- Input data -
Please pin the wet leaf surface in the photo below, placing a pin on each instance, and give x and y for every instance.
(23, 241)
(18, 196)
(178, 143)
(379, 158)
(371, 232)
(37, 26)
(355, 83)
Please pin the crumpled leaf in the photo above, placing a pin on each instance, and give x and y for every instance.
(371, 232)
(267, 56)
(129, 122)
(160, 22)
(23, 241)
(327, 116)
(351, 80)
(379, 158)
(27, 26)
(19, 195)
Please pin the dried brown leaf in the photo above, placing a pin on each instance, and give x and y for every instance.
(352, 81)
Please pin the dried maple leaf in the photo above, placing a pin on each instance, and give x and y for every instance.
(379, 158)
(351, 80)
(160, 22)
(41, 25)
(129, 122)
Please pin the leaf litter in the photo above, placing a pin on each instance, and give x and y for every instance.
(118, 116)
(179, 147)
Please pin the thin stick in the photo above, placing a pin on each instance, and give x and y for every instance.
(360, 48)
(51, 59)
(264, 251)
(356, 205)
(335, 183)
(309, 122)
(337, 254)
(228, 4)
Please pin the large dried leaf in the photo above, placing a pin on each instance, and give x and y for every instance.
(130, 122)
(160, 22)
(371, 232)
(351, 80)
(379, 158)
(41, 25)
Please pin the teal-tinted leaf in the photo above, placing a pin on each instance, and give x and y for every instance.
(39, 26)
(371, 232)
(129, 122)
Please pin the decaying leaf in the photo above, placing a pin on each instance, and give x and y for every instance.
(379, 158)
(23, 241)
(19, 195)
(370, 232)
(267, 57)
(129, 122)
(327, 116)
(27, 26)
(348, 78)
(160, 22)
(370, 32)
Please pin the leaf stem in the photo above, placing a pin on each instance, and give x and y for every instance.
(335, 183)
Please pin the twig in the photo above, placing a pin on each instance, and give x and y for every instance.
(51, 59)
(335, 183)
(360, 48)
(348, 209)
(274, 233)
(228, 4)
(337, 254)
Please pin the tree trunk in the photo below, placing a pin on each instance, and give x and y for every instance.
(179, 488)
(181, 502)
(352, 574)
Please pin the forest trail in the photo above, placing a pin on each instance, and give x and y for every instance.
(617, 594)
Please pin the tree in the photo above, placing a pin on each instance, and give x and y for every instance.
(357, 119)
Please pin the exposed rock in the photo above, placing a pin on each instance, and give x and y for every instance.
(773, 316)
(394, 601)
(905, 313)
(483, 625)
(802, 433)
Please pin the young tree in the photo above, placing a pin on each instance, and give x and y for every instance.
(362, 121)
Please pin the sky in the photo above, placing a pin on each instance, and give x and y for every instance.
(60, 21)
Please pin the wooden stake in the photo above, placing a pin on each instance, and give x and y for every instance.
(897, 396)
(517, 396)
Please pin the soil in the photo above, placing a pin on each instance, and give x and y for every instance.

- What you should do -
Repeat the lines from the one containing "Please pin the forest" through the end of the listing, exactly and without any other lines; both ends are included.

- Exercise result -
Please pin the forest trail in the photo above, placing a pin on each instance, and give x and y for every instance.
(617, 594)
Please pin the tree in the photo above, placing a pin on each instance, and give x and y for every instance.
(357, 119)
Please pin the exposed rock in the photo above, placing a pin on each instance, and give x and y for every instance.
(773, 316)
(394, 601)
(905, 313)
(483, 625)
(802, 433)
Please pin the young tree in the photo above, placing a pin on each instance, and give x and y for every instance.
(362, 121)
Please pin the sky in the photo above, placing a pin on each instance, and give x and y for every instance.
(60, 21)
Please pin the wooden stake in the photo above, placing a pin on each instance, and give x and y for every instance.
(897, 396)
(517, 396)
Please pin the soil in the photo above, placing a pin on each instance, and give x and y for every instance.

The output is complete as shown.